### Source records
↓
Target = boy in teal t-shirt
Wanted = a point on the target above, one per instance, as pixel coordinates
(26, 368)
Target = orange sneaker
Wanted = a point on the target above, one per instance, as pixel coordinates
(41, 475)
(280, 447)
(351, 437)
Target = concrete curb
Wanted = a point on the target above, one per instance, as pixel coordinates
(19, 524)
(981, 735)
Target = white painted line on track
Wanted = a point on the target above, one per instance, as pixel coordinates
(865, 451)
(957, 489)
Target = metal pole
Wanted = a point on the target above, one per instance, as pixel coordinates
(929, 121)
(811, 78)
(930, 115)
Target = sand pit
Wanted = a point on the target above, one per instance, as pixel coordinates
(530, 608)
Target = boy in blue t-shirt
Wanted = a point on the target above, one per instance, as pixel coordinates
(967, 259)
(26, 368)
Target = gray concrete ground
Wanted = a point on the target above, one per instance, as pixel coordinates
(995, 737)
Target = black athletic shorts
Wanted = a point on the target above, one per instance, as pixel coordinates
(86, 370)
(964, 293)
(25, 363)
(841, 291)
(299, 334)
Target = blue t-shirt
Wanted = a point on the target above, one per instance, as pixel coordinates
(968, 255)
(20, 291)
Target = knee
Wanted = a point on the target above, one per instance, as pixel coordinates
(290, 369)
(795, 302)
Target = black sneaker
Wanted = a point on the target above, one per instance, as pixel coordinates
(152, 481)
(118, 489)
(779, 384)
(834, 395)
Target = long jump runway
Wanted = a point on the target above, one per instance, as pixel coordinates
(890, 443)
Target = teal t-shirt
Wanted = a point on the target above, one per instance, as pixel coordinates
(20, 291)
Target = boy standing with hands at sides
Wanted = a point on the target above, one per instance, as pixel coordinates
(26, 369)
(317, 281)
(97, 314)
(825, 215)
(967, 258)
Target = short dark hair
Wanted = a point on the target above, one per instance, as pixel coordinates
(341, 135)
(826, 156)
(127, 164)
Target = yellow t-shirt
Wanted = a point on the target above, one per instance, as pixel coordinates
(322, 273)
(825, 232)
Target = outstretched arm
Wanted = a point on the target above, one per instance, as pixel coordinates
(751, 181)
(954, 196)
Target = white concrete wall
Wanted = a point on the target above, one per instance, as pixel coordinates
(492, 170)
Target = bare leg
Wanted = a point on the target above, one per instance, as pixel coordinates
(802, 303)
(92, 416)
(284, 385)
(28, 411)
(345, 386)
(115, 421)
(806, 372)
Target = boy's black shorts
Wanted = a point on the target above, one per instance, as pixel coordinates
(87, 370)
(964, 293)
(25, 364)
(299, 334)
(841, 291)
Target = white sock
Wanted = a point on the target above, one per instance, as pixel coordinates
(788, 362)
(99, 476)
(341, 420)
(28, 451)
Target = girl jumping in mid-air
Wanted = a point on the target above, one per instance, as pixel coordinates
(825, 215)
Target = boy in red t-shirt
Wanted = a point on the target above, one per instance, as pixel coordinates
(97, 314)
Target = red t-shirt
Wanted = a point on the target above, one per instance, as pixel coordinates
↑
↓
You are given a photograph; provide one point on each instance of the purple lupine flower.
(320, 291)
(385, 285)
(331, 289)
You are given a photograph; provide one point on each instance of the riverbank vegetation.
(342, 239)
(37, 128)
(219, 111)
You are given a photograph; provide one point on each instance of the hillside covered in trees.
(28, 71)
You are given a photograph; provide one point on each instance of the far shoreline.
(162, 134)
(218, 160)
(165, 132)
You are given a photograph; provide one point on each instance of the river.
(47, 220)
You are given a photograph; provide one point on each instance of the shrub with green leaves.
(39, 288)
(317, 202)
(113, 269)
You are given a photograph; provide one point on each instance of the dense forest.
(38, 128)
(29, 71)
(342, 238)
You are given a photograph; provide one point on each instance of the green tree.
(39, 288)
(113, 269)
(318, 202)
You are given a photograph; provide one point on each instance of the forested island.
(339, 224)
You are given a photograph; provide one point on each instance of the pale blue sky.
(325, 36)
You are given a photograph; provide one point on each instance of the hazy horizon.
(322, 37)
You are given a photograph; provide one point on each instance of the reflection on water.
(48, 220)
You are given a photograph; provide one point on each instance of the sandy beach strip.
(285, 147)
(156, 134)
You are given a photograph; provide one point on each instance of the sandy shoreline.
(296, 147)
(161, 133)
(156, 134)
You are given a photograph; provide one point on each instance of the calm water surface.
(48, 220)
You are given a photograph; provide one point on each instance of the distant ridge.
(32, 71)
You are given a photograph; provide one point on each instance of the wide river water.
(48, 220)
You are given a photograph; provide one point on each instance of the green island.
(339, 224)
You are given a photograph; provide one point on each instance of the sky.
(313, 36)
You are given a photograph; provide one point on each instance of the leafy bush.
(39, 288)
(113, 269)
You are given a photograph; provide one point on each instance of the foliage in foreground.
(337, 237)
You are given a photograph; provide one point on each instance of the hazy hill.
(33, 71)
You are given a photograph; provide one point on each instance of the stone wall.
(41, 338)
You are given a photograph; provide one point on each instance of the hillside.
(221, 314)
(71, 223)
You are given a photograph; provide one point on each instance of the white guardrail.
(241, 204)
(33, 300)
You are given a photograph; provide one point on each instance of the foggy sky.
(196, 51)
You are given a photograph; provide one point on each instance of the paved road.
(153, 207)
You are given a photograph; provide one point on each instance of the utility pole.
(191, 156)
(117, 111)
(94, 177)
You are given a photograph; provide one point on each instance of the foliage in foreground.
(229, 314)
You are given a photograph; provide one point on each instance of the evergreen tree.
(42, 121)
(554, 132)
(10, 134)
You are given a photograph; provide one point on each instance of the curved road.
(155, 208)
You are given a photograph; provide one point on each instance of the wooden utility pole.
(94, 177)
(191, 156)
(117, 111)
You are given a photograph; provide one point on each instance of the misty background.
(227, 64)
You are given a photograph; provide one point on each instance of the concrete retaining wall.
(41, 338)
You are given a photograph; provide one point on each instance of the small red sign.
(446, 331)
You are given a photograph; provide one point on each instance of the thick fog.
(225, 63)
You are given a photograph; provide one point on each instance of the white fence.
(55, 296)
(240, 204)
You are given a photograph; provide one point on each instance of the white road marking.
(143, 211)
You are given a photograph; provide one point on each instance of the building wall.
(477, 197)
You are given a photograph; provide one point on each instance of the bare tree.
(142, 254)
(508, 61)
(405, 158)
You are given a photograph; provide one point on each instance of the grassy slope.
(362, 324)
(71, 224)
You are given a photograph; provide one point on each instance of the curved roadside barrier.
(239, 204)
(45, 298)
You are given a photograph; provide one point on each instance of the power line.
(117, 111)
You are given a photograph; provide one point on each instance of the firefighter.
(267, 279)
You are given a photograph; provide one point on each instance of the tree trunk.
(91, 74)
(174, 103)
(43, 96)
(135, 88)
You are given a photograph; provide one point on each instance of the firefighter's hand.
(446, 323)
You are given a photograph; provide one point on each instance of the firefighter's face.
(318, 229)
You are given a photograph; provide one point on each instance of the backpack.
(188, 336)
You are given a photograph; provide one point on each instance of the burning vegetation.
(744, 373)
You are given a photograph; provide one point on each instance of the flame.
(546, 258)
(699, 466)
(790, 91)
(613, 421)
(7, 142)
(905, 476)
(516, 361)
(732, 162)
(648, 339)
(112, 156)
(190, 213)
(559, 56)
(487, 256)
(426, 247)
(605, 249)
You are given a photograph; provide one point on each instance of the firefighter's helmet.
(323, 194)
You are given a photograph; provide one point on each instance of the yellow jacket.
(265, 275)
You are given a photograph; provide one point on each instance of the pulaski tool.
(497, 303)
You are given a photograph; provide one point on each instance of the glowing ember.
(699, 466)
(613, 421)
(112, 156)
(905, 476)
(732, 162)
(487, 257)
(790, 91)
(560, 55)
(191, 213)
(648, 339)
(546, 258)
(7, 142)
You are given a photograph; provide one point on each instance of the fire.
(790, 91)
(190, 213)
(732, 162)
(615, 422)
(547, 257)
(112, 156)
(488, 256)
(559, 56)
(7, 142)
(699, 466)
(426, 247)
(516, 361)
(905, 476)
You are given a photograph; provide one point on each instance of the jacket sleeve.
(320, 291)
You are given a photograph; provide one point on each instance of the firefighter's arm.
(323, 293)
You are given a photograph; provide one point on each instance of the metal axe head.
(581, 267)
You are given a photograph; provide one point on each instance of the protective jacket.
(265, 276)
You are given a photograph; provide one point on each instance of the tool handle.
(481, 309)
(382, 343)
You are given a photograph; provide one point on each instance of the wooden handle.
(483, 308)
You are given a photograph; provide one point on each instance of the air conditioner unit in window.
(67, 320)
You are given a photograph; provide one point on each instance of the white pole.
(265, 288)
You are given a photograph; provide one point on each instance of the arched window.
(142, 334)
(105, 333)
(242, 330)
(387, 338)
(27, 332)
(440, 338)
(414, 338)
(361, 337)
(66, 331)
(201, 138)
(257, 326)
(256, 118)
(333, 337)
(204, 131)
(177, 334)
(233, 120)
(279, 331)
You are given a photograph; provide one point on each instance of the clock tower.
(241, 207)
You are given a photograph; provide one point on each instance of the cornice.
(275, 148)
↑
↓
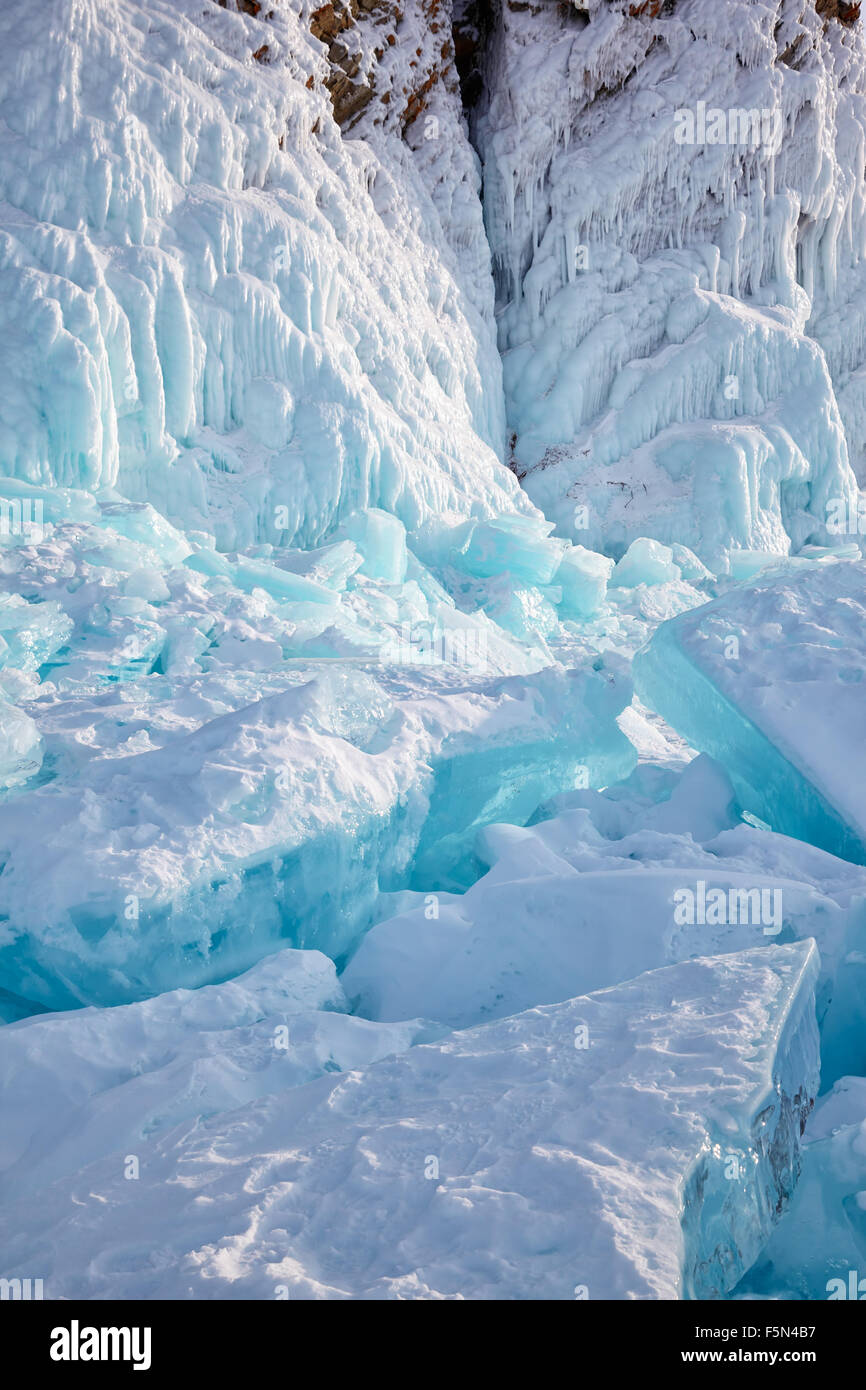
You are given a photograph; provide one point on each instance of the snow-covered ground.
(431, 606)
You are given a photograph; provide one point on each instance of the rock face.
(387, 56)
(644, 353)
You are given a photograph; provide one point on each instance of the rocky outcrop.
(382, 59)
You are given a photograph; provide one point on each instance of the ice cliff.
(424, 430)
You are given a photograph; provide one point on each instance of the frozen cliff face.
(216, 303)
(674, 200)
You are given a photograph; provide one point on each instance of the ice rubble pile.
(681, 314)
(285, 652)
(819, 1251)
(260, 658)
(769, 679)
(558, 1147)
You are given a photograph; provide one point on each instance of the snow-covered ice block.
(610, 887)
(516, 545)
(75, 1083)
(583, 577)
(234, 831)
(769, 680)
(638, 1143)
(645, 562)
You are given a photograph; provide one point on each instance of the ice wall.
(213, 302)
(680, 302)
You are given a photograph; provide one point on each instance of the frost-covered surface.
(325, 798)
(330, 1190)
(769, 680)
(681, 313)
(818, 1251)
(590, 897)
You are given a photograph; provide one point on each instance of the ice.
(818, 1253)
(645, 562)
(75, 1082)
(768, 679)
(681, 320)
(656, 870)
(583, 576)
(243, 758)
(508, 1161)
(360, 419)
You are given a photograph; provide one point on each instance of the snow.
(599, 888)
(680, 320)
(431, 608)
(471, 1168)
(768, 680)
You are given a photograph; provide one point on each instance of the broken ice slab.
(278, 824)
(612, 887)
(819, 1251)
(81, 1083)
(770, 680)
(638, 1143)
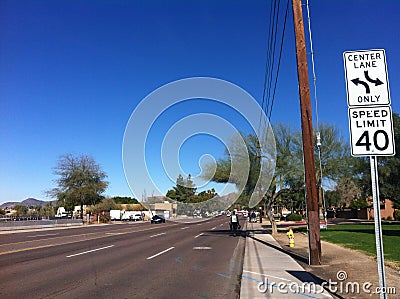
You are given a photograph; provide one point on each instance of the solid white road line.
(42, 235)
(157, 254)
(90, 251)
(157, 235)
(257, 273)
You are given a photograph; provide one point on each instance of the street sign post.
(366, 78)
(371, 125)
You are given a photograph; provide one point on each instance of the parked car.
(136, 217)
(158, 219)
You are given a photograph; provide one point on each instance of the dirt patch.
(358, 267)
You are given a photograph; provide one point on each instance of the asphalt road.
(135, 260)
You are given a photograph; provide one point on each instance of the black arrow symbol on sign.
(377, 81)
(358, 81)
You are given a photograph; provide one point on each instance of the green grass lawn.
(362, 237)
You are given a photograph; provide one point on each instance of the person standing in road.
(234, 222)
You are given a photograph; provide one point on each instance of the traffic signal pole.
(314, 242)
↑
### Exercise prompt
Every line above from the line with "Target = white painted line on track" to the line with "Target = black sneaker", both included, must be reproduced exactly, and no other line may appear.

### Task answer
Target = white painted line on track
Wanted = a point on the target above, one per instance, as pixel coordinates
(865, 451)
(957, 489)
Target = metal pole
Wanted = a point on the target above, one per instance, as pixel coordinates
(929, 121)
(811, 78)
(930, 115)
Target = sand pit
Wanted = a point on the target above, one per instance, as pixel coordinates
(530, 608)
Target = boy in blue t-shirt
Wanted = a point on the target above, one per instance, as pixel coordinates
(967, 259)
(26, 368)
Target = gray concrete ground
Wanted = a point on the target above, one per instance, as pixel coordinates
(995, 737)
Target = black athletic shorts
Wanted = a point on the target above, one per instance, as pixel coordinates
(86, 370)
(964, 293)
(25, 363)
(841, 291)
(299, 334)
Target = blue t-shirt
Wanted = a point on the target above, one per instance, as pixel coordinates
(968, 255)
(20, 291)
Target = knee
Wanted = a point on the target above, one per instance, as pixel coordinates
(290, 369)
(795, 302)
Target = black sneaker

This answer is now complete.